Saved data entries
┏━━

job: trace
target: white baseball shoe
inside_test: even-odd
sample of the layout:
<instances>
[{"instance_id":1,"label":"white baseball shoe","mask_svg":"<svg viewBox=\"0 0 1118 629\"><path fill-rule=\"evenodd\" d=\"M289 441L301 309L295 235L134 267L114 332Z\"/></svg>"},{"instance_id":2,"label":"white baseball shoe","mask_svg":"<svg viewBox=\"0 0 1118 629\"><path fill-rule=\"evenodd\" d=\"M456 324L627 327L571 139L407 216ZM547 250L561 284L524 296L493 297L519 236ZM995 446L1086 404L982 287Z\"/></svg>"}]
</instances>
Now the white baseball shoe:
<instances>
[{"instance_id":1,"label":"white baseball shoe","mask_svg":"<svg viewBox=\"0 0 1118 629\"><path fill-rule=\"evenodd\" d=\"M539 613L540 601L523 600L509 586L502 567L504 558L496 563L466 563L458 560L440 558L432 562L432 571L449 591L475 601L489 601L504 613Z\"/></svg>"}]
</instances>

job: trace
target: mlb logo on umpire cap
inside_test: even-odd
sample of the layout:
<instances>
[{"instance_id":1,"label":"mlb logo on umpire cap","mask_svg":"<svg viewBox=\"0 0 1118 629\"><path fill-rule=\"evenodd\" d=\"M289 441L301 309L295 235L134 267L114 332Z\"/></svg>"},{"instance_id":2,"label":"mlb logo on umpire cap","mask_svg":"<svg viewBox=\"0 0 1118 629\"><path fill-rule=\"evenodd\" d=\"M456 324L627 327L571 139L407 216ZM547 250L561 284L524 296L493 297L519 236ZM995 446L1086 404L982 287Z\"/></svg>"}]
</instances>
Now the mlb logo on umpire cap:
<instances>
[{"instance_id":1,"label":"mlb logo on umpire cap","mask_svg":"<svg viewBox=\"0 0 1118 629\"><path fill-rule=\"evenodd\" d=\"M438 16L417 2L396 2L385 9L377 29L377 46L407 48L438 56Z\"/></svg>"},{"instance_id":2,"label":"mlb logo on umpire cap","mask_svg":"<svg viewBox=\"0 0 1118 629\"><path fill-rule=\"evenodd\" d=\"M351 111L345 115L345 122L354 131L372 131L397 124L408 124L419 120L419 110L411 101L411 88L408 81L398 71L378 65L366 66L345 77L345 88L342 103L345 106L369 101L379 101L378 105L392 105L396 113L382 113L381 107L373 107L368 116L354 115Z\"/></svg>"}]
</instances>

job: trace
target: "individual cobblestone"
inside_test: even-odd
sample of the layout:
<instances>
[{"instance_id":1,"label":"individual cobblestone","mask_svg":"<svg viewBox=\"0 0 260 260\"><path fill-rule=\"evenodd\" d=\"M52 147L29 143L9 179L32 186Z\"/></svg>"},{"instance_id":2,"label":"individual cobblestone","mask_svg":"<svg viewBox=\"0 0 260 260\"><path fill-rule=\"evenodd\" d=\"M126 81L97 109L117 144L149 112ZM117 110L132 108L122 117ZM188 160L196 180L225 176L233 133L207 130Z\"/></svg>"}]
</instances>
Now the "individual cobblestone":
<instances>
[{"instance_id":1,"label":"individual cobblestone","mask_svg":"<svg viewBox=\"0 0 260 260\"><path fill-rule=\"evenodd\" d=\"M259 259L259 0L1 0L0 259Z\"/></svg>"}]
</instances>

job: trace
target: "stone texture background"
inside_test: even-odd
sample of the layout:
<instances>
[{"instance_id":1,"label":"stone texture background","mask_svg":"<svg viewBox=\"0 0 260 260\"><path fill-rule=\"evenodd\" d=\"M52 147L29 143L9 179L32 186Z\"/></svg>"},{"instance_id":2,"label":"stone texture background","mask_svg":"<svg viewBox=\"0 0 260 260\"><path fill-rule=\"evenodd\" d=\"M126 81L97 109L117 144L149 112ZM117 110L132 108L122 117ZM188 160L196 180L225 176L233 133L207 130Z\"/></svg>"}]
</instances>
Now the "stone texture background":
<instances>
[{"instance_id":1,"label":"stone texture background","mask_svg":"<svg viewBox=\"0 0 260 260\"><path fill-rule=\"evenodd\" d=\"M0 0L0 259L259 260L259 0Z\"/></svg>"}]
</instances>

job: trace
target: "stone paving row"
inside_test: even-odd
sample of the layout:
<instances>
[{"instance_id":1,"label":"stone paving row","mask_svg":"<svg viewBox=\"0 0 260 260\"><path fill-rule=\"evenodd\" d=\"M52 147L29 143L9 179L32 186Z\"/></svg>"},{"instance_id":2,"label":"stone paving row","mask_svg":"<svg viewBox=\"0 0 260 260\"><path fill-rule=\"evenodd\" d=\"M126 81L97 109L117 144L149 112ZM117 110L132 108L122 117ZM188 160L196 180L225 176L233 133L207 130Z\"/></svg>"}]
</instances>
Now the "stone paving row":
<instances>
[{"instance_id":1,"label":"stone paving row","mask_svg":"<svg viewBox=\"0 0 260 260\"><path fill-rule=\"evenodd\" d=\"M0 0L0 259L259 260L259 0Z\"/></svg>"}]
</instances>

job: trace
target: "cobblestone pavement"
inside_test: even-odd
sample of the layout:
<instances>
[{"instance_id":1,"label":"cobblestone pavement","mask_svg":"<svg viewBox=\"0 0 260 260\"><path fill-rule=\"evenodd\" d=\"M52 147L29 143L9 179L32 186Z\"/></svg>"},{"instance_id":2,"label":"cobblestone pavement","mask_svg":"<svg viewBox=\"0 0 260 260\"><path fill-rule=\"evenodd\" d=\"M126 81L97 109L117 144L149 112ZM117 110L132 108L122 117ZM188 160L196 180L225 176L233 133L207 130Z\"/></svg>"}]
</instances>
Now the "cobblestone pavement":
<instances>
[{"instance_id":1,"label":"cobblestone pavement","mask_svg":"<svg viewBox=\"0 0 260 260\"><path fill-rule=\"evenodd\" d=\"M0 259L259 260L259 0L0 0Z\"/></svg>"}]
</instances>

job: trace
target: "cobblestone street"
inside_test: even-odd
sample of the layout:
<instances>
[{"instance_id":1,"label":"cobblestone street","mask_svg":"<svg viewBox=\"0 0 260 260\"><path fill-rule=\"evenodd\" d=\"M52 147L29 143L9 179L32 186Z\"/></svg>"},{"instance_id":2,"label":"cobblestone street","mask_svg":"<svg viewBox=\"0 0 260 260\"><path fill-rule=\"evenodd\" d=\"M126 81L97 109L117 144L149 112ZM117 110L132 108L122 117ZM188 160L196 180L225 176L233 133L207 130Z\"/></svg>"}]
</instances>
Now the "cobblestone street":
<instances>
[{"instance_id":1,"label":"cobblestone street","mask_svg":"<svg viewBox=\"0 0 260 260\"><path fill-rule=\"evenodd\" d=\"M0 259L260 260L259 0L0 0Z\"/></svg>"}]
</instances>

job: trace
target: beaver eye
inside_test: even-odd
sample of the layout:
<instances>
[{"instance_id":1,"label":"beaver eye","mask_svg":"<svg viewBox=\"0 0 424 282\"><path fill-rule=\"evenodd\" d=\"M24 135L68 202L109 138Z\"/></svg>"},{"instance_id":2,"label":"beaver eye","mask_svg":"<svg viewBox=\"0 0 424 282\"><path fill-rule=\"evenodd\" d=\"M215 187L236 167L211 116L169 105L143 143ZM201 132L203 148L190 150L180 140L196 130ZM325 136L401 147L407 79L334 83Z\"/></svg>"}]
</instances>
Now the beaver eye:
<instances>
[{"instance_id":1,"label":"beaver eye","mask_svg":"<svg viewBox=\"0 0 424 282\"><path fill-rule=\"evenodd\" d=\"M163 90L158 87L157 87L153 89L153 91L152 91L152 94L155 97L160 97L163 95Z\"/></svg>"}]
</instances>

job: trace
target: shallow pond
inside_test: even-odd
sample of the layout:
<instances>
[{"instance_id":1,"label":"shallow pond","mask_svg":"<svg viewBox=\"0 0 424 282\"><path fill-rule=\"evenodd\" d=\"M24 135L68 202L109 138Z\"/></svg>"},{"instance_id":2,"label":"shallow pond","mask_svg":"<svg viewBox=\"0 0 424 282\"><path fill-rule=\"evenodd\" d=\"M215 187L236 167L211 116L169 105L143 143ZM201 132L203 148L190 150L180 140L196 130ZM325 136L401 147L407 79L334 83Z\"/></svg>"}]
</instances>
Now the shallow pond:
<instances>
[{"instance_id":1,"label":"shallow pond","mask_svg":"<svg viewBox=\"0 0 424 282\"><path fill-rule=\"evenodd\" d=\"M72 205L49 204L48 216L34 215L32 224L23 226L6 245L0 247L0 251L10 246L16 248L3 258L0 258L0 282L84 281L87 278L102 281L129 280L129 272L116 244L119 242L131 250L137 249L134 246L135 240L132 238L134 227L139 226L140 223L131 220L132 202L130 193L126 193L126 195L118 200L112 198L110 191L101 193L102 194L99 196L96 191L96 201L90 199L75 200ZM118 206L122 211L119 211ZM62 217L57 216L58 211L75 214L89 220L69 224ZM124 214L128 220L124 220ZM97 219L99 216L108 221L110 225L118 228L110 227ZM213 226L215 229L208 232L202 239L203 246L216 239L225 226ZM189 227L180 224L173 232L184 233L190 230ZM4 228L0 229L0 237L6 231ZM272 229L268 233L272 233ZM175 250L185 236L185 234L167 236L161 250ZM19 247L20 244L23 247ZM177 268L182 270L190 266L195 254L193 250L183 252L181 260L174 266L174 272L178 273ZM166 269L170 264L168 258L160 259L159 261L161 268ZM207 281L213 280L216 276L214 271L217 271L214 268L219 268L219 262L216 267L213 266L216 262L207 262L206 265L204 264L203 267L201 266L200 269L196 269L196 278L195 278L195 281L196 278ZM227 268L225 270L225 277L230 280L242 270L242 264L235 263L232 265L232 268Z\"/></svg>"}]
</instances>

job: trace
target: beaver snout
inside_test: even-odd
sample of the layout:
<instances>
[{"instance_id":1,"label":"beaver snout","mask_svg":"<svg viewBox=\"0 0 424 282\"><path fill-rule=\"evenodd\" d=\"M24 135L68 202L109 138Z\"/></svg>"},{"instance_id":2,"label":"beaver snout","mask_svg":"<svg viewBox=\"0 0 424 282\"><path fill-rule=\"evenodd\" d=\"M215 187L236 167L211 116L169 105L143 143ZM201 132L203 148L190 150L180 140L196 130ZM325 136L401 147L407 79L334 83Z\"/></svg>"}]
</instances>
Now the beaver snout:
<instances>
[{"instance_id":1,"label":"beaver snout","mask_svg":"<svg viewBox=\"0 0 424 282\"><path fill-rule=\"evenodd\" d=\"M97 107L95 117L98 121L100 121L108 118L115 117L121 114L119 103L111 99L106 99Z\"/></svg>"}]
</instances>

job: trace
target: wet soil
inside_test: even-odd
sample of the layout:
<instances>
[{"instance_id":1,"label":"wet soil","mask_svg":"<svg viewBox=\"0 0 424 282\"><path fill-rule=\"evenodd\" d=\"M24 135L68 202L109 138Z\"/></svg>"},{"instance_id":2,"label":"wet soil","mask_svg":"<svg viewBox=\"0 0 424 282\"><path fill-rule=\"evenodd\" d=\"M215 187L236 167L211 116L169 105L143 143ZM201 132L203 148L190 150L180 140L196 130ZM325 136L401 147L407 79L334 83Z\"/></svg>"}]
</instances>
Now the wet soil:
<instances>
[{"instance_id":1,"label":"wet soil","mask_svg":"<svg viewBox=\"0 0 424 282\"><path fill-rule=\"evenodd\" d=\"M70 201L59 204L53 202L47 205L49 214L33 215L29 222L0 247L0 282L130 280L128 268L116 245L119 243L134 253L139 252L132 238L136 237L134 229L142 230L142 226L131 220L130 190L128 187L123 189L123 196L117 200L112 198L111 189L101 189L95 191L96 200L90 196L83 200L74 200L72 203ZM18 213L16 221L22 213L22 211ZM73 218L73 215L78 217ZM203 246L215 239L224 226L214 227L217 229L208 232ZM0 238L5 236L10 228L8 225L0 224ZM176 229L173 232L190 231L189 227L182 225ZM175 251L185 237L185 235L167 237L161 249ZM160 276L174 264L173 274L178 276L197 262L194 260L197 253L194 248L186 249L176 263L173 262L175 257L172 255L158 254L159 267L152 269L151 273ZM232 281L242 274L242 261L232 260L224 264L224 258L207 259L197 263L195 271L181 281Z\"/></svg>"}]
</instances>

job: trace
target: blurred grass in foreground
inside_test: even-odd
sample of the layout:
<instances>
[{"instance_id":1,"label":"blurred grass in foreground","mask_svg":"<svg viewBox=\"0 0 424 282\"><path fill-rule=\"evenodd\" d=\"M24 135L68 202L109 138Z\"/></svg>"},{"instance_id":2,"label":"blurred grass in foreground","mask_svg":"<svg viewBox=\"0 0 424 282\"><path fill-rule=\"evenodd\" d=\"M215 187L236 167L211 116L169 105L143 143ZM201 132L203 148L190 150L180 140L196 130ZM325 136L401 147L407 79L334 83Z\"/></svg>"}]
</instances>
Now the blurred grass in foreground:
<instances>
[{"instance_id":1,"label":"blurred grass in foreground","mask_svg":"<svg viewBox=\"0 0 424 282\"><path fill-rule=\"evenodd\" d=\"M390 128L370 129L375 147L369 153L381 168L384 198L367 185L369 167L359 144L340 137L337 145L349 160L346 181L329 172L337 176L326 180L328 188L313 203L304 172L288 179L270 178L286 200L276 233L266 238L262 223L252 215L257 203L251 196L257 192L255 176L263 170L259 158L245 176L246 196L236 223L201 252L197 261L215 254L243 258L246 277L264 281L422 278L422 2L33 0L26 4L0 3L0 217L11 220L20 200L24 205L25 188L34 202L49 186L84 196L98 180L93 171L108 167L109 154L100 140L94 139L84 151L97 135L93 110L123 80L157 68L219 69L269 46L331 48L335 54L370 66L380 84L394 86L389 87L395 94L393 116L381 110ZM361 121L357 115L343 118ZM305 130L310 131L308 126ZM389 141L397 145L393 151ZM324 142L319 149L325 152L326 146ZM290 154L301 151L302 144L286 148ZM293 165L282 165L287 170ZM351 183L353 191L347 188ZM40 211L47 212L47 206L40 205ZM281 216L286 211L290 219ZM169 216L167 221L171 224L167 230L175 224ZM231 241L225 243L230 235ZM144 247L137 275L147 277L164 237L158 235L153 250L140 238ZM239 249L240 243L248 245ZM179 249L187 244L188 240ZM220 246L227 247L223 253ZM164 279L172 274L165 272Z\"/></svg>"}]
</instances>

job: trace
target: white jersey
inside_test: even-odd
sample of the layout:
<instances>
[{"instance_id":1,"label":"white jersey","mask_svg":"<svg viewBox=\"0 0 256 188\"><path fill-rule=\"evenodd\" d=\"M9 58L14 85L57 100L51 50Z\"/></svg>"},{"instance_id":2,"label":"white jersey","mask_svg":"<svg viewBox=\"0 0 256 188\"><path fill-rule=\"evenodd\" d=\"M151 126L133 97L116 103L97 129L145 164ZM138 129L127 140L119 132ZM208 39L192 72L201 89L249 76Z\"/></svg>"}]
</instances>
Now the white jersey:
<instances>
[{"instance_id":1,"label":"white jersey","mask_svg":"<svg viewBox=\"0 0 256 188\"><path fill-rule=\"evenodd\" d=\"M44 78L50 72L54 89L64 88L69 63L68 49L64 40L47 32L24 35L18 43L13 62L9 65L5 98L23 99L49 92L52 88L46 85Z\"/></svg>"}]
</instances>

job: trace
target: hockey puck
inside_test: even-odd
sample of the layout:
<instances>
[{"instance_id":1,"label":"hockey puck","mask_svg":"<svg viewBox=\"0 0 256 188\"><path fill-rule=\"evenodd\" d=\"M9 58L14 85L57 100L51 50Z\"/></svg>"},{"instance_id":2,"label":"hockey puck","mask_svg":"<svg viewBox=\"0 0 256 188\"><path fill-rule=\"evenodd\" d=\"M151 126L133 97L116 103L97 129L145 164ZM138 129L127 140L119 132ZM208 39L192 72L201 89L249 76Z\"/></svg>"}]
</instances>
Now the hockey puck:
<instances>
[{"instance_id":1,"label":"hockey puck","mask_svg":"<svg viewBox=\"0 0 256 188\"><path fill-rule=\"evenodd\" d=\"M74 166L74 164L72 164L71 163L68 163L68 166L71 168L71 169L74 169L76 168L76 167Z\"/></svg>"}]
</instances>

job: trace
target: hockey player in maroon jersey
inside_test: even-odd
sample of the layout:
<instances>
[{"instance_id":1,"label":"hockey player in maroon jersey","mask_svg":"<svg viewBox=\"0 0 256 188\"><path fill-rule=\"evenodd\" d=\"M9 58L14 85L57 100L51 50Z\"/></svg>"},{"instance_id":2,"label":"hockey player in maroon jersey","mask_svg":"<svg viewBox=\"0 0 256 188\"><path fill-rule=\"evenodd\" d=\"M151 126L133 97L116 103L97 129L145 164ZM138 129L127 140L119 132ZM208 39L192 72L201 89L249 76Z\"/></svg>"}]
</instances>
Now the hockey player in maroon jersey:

┗━━

◆ Exercise requirements ◆
Find every line in the saved data entries above that contains the string "paving", and copy each one out in full. Matching is case-sensitive.

◆ Response ◆
target: "stone paving row"
[{"instance_id":1,"label":"stone paving row","mask_svg":"<svg viewBox=\"0 0 260 260\"><path fill-rule=\"evenodd\" d=\"M52 147L29 143L9 179L32 186Z\"/></svg>"},{"instance_id":2,"label":"stone paving row","mask_svg":"<svg viewBox=\"0 0 260 260\"><path fill-rule=\"evenodd\" d=\"M126 81L97 109L117 144L149 112ZM117 110L132 108L122 117ZM188 160L196 180L225 176L233 133L207 130Z\"/></svg>"}]
Now the "stone paving row":
[{"instance_id":1,"label":"stone paving row","mask_svg":"<svg viewBox=\"0 0 260 260\"><path fill-rule=\"evenodd\" d=\"M0 0L0 259L259 260L259 0Z\"/></svg>"}]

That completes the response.